## GIVEN TASK
Quote all of the entries word for word.

## Records
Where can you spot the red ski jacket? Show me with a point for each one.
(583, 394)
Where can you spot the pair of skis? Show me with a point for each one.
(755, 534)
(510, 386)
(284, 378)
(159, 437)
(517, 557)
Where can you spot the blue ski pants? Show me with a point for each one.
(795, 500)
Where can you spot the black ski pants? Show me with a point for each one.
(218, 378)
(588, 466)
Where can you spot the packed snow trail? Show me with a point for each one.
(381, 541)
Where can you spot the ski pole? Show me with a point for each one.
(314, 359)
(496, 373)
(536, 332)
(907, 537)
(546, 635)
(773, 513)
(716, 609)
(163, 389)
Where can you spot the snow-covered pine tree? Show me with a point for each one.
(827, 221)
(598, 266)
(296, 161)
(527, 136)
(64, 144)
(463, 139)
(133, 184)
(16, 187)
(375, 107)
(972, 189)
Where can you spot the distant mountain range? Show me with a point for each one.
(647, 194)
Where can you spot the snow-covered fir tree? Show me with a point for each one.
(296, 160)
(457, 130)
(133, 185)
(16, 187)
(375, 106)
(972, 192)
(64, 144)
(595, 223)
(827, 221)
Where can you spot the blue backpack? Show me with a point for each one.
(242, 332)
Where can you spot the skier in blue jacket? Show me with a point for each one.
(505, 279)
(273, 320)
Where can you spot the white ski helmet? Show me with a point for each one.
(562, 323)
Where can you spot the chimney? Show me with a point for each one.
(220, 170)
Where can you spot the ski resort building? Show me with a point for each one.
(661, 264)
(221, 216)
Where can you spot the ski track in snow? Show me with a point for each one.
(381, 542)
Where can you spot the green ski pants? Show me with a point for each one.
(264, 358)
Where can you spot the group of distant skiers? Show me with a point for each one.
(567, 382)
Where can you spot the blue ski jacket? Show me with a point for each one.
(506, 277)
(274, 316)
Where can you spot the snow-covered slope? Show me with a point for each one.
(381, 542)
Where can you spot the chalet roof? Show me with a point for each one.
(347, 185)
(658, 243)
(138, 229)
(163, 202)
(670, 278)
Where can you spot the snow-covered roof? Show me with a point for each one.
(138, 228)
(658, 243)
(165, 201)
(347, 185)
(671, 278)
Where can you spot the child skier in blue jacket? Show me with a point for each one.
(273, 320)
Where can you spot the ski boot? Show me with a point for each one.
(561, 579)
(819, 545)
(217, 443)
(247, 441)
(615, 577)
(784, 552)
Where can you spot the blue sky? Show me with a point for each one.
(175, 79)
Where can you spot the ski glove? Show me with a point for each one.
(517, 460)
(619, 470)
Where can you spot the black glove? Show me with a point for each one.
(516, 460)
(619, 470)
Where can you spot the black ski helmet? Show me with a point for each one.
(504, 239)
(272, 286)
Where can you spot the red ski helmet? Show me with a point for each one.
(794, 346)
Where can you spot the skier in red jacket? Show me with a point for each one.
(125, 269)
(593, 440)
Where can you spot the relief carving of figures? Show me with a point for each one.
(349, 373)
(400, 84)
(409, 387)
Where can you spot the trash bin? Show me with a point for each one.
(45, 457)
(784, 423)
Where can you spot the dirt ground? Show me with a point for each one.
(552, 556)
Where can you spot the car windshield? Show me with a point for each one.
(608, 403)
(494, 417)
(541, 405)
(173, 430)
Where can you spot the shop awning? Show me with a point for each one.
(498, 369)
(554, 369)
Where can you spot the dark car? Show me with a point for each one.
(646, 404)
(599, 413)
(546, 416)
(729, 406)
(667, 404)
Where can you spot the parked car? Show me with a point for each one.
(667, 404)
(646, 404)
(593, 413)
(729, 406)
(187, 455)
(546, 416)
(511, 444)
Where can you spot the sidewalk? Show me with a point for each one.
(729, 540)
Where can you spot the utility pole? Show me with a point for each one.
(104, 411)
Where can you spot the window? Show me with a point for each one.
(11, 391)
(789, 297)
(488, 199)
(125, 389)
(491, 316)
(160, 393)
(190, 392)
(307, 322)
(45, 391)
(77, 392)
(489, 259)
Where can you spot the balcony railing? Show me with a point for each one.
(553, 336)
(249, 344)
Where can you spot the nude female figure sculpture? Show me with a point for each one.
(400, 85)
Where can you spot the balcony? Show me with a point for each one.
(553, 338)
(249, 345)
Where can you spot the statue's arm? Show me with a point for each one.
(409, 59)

## ANSWER IN FULL
Where can you spot the red ski jacket? Show me with a point for each one.
(583, 394)
Where can you spot the pair of skis? Show me with a point for each one.
(755, 534)
(510, 386)
(284, 378)
(159, 437)
(517, 557)
Where can you spot the blue ski pants? Show me with a point for each one.
(795, 500)
Where can you spot the black ski pants? Show me with a point for each one.
(218, 378)
(588, 466)
Where can you spot the packed snow trail? Show me with a point for each one.
(381, 541)
Where can you spot the ski pole? Show me with a point for each one.
(314, 359)
(496, 373)
(536, 332)
(907, 537)
(546, 635)
(773, 513)
(716, 609)
(163, 389)
Where can you spot the snow-covered pine tree? Show me with a point for each one.
(827, 221)
(598, 266)
(296, 161)
(527, 136)
(64, 144)
(463, 139)
(133, 184)
(16, 187)
(375, 107)
(972, 189)
Where can you spot the distant mountain range? Show me with a point for each one.
(647, 194)
Where can you spot the snow-covered fir tree? Show me with a point for each one.
(296, 160)
(457, 130)
(133, 185)
(16, 187)
(375, 106)
(972, 192)
(64, 144)
(595, 223)
(827, 221)
Where can you spot the blue backpack? Show me with a point for each one.
(242, 332)
Where can you spot the skier in blue jacket? Show me with a point for each one.
(505, 279)
(273, 320)
Where can you spot the white ski helmet? Show me with a point for each one.
(562, 323)
Where can you spot the chimney? Show me with a point for each one.
(220, 170)
Where can you spot the ski resort building? Show me with a point for each one.
(661, 264)
(221, 216)
Where can you spot the ski track in snow? Show me with a point for each one.
(381, 542)
Where can you spot the green ski pants? Show me with a point for each one.
(264, 358)
Where can you spot the group of distant skiers? Show me with a point for each one.
(567, 382)
Where can you spot the blue ski jacket? Show me with a point for each one.
(506, 277)
(274, 316)
Where can you spot the snow-covered slope? Show me with a point for each one.
(381, 542)
Where can you spot the chalet roof? Show me with a point for each one.
(347, 185)
(658, 243)
(138, 229)
(163, 202)
(670, 278)
Where can you spot the snow-covered roof? Show me with a point for each one.
(138, 228)
(658, 243)
(165, 201)
(347, 185)
(671, 278)
Where can you spot the child skier in blue jacket? Show me with a point for each one.
(273, 320)
Where can you spot the ski boot? Show me with a point for each one.
(561, 579)
(819, 545)
(217, 443)
(247, 441)
(615, 577)
(784, 552)
Where can you spot the blue sky? Show me with a point for each one.
(175, 79)
Where can you spot the ski glove? Show me with a point for each one.
(517, 460)
(619, 470)
Where can you spot the black glove? Show me with a point for each one.
(516, 460)
(619, 470)
Where can you spot the black ski helmet? Show me with a point for each one.
(504, 239)
(272, 286)
Where can you spot the red ski helmet? Show me with a point for each one.
(794, 346)
Where can you spot the skier in red jacket? Show me with a point for each one.
(125, 269)
(593, 440)
Where can you spot the relief carving of figures? Show me with a point for each one.
(349, 373)
(400, 84)
(409, 387)
Where can you spot the trash bin? Show me with a point for each one.
(45, 457)
(784, 423)
Where can you spot the dirt ground? Show me with a point for each one.
(552, 556)
Where can you spot the car windshield? Show me with a point for each one.
(608, 403)
(494, 417)
(541, 405)
(173, 430)
Where can you spot the shop awning? Show me with a point for each one.
(498, 369)
(554, 369)
Where can you spot the dark car? Show me with a point for each one.
(646, 404)
(599, 413)
(546, 416)
(729, 406)
(667, 404)
Where can you spot the parked car? Show me with a point for each one.
(667, 404)
(646, 404)
(593, 413)
(729, 406)
(187, 455)
(546, 416)
(511, 444)
Where can you spot the sidewalk? Show me with a point for each one.
(729, 540)
Where can you spot the utility pole? Show me with a point for each one.
(104, 411)
Where can you spot the window? Show me with a point for each one.
(11, 391)
(789, 297)
(488, 199)
(125, 389)
(491, 316)
(160, 393)
(190, 392)
(307, 322)
(45, 391)
(77, 392)
(489, 259)
Where can you spot the balcony railing? Show me with a point for each one.
(553, 336)
(249, 344)
Where can you spot the nude female figure sculpture? Show me with a point for each one.
(400, 85)
Where can you spot the balcony? Show me with a point for each one.
(553, 338)
(249, 345)
Where can you spot the statue's arm? Show me with a point for each one.
(409, 59)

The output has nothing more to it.